BEGIN PAGE EXTRACT

The PC Hardware You Need for Good, Better and
Best Digital Video Editing
by Charlie
White
--INTRO--;
--GOOD, BETTER, BEST DEFINED-- ; --GOOD--
; --BETTER-- ; --BEST--
; --CONCLUSION-- ; --TABLE
1: Video Storage Requirements-- ; --TABLE
2: Sample Configurations-- ; --TABLE 3: For
further information-- .
GOOD,
BETTER, BEST -- DEFINED
We've narrowed
the world of video down to three categories, where varying degrees of
video quality are necessary to get a variety of jobs done. This technology
is changing so fast, in a year expect to see each of these categories'
price ranges lower a notch while matching the capabilities of the higher
category.

END PAGE EXTRACT
BEGIN LISTED ENTRIES

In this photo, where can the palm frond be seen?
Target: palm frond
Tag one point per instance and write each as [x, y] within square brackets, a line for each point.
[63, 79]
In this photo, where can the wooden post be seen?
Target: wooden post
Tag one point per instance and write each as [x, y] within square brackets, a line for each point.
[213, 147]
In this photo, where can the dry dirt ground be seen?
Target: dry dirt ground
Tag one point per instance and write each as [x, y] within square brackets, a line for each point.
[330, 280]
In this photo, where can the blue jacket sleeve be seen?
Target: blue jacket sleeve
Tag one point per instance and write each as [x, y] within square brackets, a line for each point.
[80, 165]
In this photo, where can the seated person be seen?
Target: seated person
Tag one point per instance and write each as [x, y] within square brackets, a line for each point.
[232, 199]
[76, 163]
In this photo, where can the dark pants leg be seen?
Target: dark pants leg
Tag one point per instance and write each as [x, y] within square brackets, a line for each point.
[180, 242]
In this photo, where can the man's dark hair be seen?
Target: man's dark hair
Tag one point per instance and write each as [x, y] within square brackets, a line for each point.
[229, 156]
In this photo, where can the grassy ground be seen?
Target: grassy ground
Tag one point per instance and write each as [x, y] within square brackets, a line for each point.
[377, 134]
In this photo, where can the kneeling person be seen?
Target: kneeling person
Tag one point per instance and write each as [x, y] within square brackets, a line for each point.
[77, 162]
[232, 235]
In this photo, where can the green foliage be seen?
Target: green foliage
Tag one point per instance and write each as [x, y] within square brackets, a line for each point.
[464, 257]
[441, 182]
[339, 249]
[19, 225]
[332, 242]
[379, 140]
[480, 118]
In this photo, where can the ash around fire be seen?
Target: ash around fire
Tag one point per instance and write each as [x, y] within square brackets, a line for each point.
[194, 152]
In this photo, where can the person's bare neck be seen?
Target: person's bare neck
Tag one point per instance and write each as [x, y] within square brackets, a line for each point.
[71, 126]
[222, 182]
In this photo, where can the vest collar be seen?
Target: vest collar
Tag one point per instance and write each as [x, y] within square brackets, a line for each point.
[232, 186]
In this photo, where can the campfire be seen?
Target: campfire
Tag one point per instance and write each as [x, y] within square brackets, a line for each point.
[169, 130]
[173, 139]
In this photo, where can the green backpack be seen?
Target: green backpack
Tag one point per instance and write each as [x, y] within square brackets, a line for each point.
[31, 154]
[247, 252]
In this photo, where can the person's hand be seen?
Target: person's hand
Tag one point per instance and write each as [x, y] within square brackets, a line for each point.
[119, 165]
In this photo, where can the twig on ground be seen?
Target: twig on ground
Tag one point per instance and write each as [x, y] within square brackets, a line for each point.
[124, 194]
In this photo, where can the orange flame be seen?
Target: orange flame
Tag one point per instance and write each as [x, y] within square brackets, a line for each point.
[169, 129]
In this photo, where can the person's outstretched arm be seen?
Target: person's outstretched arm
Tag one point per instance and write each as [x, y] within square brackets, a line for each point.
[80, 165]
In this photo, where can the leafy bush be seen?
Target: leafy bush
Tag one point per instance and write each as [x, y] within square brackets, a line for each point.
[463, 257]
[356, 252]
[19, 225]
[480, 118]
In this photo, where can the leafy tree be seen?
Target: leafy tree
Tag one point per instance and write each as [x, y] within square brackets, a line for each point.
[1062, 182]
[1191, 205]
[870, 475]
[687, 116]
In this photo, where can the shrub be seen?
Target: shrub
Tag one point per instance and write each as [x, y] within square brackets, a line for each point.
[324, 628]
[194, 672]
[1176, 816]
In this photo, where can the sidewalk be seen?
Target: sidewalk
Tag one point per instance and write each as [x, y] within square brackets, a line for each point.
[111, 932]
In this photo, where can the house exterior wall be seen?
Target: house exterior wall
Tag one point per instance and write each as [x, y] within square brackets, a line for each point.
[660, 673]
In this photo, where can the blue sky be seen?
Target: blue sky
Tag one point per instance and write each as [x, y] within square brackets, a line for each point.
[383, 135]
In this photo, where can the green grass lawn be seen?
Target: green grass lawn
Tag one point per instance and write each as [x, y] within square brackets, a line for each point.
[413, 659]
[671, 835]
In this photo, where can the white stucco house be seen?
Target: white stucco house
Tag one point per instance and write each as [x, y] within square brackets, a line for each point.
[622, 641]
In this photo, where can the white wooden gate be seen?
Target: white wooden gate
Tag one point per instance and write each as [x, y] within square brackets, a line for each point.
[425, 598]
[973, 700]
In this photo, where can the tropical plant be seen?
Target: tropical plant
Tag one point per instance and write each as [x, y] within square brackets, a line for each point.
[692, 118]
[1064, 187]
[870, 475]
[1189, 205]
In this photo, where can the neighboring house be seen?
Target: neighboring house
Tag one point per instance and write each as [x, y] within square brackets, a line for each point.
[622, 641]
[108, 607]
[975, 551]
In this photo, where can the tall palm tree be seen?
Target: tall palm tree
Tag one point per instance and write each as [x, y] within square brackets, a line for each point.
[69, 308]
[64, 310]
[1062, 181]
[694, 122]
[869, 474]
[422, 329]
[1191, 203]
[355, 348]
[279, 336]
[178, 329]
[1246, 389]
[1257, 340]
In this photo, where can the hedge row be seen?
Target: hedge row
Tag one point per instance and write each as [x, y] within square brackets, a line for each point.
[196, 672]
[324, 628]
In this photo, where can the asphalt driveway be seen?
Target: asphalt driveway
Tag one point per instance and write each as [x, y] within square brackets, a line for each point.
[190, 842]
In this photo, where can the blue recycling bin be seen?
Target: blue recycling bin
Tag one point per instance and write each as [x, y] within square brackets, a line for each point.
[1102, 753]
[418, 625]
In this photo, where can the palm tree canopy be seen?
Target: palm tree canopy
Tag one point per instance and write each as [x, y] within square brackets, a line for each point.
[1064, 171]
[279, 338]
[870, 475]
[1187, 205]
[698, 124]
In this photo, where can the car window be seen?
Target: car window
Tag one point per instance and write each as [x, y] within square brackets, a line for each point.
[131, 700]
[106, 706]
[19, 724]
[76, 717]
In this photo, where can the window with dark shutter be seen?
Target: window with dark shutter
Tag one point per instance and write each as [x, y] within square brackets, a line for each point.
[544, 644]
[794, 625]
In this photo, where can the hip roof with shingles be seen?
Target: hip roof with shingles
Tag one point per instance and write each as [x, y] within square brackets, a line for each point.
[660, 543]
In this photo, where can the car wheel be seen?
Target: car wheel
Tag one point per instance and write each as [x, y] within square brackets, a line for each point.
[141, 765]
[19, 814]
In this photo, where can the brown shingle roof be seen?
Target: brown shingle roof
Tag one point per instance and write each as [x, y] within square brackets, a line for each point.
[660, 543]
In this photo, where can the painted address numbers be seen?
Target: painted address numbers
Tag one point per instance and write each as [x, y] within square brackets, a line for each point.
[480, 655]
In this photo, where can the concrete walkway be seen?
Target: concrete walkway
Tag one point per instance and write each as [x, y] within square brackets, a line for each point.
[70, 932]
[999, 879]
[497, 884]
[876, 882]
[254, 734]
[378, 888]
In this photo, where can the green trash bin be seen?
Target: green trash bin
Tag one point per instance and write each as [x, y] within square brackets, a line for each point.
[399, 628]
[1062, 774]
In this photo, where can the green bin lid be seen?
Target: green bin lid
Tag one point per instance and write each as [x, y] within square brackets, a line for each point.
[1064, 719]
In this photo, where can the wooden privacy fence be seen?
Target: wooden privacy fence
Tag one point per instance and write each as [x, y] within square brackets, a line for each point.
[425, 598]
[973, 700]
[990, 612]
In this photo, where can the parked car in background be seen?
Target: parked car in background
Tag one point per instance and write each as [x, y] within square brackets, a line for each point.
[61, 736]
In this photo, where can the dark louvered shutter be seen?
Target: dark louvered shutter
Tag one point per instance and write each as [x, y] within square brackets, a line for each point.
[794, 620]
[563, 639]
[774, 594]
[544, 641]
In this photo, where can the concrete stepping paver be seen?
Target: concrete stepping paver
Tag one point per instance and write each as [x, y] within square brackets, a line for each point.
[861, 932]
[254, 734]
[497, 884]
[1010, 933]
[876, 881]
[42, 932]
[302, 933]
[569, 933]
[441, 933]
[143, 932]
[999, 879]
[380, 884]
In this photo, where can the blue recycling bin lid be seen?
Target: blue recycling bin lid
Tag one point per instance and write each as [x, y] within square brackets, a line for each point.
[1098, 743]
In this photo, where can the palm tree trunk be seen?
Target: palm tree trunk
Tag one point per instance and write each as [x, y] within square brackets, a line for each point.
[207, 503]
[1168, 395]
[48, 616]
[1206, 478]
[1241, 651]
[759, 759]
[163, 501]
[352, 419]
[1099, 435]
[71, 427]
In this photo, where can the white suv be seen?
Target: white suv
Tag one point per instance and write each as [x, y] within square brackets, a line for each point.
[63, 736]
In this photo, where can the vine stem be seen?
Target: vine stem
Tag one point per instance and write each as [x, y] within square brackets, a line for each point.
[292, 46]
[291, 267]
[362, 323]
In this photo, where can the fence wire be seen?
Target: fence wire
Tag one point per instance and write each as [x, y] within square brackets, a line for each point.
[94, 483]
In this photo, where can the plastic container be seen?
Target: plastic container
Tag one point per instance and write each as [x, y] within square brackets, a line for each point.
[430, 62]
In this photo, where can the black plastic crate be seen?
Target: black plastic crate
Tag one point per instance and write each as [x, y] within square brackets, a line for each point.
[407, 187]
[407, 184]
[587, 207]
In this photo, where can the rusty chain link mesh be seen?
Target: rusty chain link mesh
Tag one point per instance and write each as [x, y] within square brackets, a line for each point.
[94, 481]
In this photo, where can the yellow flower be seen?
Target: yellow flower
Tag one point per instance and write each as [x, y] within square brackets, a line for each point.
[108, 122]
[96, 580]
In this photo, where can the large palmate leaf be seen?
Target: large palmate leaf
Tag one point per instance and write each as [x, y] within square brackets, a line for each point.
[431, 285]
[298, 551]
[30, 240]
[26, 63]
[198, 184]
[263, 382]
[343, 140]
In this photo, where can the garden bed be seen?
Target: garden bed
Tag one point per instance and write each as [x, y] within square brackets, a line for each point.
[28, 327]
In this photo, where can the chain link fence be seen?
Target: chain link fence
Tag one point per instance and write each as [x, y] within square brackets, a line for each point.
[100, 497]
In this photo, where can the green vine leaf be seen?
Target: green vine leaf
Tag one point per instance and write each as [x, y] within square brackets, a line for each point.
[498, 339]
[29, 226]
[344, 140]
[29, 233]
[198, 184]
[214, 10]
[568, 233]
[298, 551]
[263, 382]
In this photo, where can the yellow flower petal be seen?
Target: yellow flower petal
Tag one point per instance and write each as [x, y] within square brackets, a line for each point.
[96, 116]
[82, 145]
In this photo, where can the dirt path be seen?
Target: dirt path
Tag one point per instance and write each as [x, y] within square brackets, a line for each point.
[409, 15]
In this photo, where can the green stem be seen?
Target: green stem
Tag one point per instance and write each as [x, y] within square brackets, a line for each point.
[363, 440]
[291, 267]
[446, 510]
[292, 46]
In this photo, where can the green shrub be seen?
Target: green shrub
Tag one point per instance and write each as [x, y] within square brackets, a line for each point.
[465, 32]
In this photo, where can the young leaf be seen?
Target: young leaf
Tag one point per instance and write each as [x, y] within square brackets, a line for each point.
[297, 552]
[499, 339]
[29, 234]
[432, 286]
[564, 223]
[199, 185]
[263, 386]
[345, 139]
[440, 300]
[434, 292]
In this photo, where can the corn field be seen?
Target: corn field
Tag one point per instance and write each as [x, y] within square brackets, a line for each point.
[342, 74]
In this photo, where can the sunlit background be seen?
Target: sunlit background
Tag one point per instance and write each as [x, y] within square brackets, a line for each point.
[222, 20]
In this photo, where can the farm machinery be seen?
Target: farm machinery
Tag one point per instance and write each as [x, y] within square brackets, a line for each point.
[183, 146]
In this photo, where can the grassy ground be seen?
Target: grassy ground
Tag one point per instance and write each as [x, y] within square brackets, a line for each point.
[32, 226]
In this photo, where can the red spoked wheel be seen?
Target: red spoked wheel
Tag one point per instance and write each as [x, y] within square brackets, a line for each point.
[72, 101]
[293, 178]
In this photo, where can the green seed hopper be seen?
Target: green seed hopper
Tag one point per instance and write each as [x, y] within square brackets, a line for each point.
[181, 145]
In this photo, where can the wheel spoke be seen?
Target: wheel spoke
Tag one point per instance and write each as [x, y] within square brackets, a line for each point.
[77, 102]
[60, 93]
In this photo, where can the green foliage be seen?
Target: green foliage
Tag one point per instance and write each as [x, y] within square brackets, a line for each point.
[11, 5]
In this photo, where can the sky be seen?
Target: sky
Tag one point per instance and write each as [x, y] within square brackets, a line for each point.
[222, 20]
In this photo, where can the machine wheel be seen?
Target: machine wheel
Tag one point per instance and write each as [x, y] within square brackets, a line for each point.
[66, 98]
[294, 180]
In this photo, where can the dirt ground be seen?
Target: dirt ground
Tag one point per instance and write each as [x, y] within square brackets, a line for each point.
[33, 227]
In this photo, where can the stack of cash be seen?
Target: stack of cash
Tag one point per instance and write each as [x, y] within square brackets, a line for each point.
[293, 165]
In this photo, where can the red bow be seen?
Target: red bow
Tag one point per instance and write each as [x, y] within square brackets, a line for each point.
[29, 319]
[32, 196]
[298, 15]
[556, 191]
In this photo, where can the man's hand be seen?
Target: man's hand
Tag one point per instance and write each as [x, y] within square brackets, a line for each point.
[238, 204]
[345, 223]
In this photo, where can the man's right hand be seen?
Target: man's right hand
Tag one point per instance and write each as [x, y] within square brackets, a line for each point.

END LISTED ENTRIES

**GIVEN TASK 1**
In the video editing hardware article, how many categories has the world of video been narrowed down to?
**GIVEN TASK 2**
Please write the next part of the video editing hardware article, picking up after its last sentence.

**EXPECTED ANSWER 1**
Three categories.

**EXPECTED ANSWER 2**
Good (under $5K): WEB/CD-ROM
CD-ROM and Web video production requires the least amount of horsepower,
simply because the frame rates and images required are not as taxing on
your PC. When putting together video to be streamed over the Web, if your
frames are larger than 320x240 pixels and frame rate greater than 15 frames-per-second,
few surfers will be willing to wait long enough to see your clip. That's
slowly changing, however, as broadband connections to the Internet become
more prevalent. Even so, when authoring for CD-ROM distribution, smart
developers aim for the lowest common denominator, where the majority of
CD-ROM players in the installed base can handle, generally either 2x or
4x, at 15 frames per second. 600 MHz consumer-level Pentium III PCs are
at the point that with a few slight modifications you can author this
kind of video on a machine you'd bring home from CompUSA. Just add a low-cost
capture card and software (that many times is included free with the capture
card) and you're ready to go.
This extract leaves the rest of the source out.